_Instruction_. Return exactly the lines that run from the one containing "In the picture above, where can the small brown" to the end of the entries, with both ends included.

--- BEGIN Material provided ---

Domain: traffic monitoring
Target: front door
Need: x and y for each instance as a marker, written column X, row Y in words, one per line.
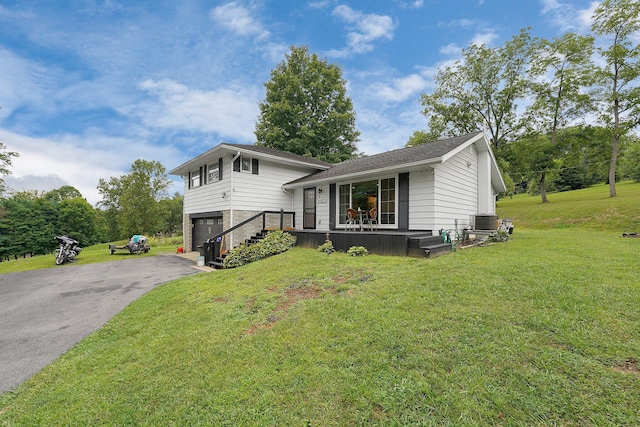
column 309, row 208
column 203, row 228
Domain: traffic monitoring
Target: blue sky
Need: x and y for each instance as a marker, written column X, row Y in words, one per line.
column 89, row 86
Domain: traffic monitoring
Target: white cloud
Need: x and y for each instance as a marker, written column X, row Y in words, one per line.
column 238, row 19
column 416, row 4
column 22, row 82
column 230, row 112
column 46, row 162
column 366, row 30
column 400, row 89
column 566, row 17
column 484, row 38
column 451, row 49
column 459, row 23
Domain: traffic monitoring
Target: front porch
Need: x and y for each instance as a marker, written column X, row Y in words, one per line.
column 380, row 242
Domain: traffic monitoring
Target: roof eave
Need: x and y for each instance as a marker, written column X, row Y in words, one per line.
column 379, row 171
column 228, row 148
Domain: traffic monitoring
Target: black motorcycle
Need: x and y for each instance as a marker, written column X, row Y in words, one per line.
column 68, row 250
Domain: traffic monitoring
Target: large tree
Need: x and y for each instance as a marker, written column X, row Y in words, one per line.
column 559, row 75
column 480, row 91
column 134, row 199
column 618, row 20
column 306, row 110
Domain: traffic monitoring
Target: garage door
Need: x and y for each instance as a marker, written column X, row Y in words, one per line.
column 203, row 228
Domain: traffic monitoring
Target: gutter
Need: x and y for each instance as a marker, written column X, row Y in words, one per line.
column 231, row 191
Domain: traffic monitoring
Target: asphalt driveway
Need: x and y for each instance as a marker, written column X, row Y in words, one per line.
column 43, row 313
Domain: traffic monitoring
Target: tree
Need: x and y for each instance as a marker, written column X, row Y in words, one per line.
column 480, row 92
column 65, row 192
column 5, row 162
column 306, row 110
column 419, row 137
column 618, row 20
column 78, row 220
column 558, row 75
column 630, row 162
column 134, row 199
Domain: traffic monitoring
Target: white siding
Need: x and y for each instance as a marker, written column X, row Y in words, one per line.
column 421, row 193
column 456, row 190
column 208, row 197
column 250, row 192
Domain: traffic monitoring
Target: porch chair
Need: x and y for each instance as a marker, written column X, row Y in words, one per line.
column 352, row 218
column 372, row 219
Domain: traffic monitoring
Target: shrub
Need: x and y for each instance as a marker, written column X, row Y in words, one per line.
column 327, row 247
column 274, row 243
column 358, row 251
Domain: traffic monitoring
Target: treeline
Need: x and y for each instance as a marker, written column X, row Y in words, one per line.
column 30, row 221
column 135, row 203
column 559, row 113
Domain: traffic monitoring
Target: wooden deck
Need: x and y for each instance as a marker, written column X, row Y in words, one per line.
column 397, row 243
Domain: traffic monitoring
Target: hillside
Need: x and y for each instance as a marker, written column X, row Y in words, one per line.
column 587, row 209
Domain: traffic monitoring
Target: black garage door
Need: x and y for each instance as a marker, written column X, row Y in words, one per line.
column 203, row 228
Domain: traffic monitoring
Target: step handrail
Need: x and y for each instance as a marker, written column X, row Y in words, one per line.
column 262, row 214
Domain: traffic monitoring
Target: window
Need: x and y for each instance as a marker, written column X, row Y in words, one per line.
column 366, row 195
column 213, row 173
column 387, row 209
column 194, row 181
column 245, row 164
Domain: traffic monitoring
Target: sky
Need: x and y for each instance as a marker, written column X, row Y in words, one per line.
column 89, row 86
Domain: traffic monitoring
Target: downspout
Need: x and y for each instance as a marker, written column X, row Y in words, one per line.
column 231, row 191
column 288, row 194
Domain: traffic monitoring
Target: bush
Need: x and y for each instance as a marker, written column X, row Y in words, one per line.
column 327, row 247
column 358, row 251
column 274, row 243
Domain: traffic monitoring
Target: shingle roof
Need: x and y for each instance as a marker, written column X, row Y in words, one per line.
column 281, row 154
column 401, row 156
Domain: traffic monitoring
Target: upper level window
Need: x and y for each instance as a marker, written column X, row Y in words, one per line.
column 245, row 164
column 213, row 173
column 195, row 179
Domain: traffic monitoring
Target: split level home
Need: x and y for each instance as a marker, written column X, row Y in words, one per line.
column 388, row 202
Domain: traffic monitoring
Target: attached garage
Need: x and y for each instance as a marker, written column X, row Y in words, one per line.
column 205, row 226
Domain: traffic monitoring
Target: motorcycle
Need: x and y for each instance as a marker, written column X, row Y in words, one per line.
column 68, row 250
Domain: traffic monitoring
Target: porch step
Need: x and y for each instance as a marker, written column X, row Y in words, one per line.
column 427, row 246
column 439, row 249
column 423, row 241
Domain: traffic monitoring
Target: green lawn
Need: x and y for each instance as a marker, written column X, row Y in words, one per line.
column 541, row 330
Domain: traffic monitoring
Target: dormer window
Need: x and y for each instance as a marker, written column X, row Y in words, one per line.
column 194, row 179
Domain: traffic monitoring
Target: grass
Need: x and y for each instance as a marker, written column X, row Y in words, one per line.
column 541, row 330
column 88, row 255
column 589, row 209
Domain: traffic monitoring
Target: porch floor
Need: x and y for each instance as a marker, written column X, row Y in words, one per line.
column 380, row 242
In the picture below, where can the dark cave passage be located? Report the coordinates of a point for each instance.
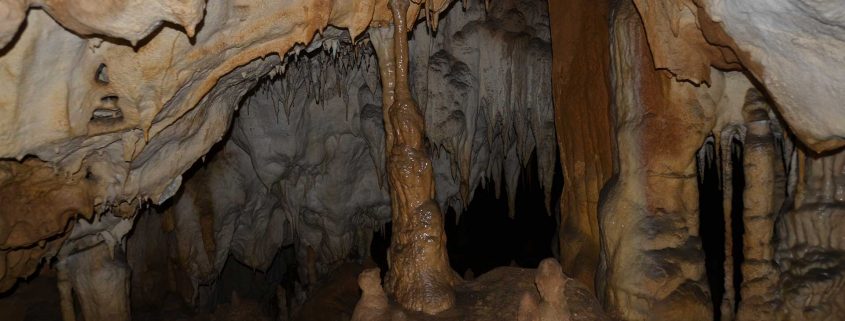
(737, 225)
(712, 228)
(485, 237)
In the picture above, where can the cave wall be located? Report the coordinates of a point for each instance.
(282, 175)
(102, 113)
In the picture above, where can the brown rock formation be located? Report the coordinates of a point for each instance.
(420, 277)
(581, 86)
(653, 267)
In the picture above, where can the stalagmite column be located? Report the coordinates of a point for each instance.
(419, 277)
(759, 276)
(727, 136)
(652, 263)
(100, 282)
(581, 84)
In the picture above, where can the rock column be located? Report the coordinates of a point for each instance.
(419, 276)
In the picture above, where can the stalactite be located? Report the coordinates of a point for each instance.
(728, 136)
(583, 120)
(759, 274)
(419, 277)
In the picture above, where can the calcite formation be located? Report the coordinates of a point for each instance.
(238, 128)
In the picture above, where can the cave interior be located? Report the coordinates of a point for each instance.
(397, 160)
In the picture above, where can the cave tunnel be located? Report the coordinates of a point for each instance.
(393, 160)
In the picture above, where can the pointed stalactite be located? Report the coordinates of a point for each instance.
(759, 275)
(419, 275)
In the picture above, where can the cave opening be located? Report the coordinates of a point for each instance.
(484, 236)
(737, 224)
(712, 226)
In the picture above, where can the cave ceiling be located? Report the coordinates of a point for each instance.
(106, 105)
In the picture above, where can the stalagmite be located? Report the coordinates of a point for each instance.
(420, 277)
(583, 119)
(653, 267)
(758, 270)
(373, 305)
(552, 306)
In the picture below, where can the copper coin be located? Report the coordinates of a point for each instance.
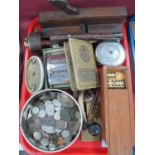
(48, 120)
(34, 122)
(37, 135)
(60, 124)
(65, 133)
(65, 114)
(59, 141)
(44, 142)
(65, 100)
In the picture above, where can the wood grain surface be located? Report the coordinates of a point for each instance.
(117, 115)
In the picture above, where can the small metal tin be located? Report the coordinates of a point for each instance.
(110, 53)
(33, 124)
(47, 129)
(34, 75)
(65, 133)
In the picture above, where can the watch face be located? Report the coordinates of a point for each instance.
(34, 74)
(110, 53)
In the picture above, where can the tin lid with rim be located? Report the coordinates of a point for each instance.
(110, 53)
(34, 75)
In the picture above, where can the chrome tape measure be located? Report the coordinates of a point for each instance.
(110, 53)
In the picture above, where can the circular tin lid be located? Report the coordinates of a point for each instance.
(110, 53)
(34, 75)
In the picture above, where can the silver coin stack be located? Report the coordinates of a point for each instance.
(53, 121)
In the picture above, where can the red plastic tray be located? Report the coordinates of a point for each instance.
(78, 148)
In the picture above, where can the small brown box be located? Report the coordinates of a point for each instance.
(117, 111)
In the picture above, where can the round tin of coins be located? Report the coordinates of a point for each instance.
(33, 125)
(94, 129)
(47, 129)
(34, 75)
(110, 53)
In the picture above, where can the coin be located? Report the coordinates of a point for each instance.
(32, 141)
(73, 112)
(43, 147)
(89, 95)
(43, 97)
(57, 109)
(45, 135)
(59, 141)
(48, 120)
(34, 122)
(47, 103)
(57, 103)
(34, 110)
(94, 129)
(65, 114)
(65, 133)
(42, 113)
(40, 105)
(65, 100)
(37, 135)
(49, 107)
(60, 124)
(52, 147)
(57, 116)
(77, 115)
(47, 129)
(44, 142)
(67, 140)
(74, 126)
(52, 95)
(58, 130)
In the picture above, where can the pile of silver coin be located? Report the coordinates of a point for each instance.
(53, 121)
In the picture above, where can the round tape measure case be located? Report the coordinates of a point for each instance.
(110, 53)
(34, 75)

--- END Material provided ---

_Result of the task_.
In the picture above, where can the small brown box be located? Report the coordinates of a point for each instance.
(117, 111)
In the picture above, where can the round tin of coins be located? Report the coordinates of a point for each instance.
(33, 125)
(94, 129)
(47, 129)
(34, 75)
(110, 53)
In the picture above, where can the coin be located? Report the coordinates of a point for each instance.
(32, 141)
(73, 112)
(43, 147)
(89, 95)
(43, 97)
(57, 109)
(45, 135)
(59, 141)
(48, 120)
(34, 122)
(47, 103)
(57, 103)
(34, 110)
(94, 129)
(65, 114)
(65, 133)
(42, 113)
(40, 105)
(65, 100)
(37, 135)
(49, 107)
(60, 124)
(52, 147)
(57, 116)
(77, 115)
(47, 129)
(44, 142)
(67, 140)
(74, 126)
(52, 95)
(58, 130)
In the picture above, where can the pile of silver coin be located? Report the coordinates of a point for each instance.
(53, 121)
In the picture above, where can the round tape measure case be located? Report the coordinates of a point for each instance.
(110, 53)
(34, 75)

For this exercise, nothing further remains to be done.